## Begin
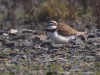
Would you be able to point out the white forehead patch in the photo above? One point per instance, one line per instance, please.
(51, 27)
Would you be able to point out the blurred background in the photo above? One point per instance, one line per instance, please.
(34, 14)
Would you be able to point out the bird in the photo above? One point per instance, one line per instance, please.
(62, 33)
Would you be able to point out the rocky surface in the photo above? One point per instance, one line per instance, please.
(27, 52)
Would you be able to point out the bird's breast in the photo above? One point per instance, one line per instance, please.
(59, 38)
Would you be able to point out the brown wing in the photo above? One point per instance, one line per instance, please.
(66, 30)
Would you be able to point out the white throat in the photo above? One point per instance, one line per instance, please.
(51, 27)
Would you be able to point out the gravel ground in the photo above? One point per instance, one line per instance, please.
(29, 53)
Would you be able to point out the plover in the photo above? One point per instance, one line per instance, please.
(62, 33)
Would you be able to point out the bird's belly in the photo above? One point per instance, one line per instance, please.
(58, 38)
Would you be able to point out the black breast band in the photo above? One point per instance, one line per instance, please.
(51, 30)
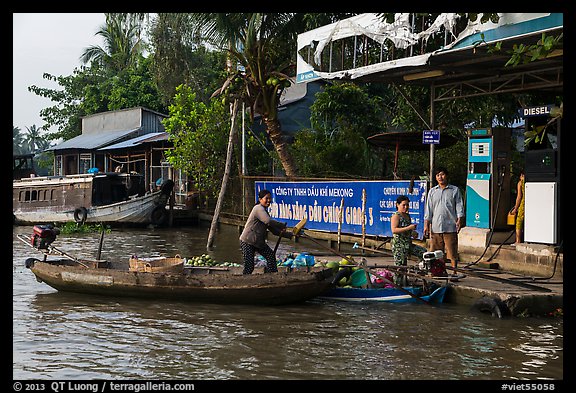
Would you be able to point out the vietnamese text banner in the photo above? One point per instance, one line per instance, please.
(319, 203)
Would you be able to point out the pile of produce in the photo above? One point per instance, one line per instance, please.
(207, 260)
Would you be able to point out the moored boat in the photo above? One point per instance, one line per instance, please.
(391, 295)
(203, 284)
(92, 198)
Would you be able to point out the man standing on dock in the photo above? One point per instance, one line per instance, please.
(443, 217)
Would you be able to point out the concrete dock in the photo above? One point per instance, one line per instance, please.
(526, 278)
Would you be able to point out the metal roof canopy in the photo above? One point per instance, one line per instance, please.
(467, 68)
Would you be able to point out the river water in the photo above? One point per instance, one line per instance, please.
(68, 336)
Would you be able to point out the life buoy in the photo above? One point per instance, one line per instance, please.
(493, 306)
(158, 215)
(80, 215)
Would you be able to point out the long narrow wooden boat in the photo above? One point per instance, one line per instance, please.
(204, 284)
(92, 198)
(391, 295)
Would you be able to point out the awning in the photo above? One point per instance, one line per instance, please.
(94, 140)
(150, 137)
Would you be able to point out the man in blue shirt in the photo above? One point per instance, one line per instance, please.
(443, 217)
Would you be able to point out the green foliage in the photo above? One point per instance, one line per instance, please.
(522, 54)
(347, 106)
(199, 132)
(342, 116)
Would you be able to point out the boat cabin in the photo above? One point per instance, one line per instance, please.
(65, 193)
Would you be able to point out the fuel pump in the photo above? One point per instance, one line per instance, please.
(542, 219)
(488, 178)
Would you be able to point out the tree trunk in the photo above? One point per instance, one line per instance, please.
(225, 177)
(275, 134)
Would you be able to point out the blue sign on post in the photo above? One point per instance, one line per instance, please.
(319, 203)
(431, 137)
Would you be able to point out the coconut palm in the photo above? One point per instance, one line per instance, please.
(258, 46)
(17, 141)
(123, 44)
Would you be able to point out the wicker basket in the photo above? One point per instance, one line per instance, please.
(156, 264)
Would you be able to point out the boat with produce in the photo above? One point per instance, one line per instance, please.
(172, 278)
(109, 197)
(354, 283)
(391, 295)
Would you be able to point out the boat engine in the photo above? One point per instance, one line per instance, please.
(433, 261)
(43, 236)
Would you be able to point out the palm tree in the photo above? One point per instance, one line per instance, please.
(17, 141)
(123, 44)
(259, 44)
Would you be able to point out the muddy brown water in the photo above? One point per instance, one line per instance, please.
(68, 336)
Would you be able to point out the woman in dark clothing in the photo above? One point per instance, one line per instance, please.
(253, 237)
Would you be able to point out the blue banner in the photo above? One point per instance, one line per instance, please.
(319, 203)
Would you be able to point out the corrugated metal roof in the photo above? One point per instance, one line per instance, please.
(93, 141)
(136, 141)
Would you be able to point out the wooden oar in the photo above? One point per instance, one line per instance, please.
(363, 267)
(295, 232)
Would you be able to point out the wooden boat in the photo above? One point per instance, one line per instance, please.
(391, 295)
(92, 198)
(197, 284)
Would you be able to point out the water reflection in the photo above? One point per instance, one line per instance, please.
(72, 336)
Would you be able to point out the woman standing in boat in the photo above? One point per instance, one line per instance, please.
(402, 231)
(253, 237)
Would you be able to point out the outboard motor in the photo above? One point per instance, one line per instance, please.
(44, 235)
(433, 261)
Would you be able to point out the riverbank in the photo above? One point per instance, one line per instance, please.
(526, 278)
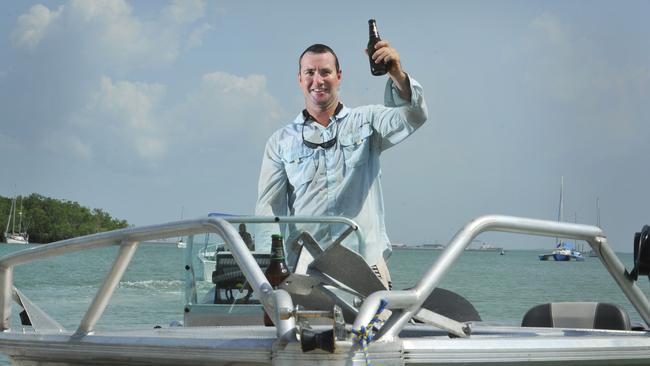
## End
## Description of the task
Find each line in the records above that contains the word "woman", and copy those lines out in full.

## Correct output
Would you be able to point out the woman in dark clothing in the photo above? One point per instance, one line per instance, please.
Would you be able to point out the woman standing in boat in the photo above? One point per instance, one line per instance, please.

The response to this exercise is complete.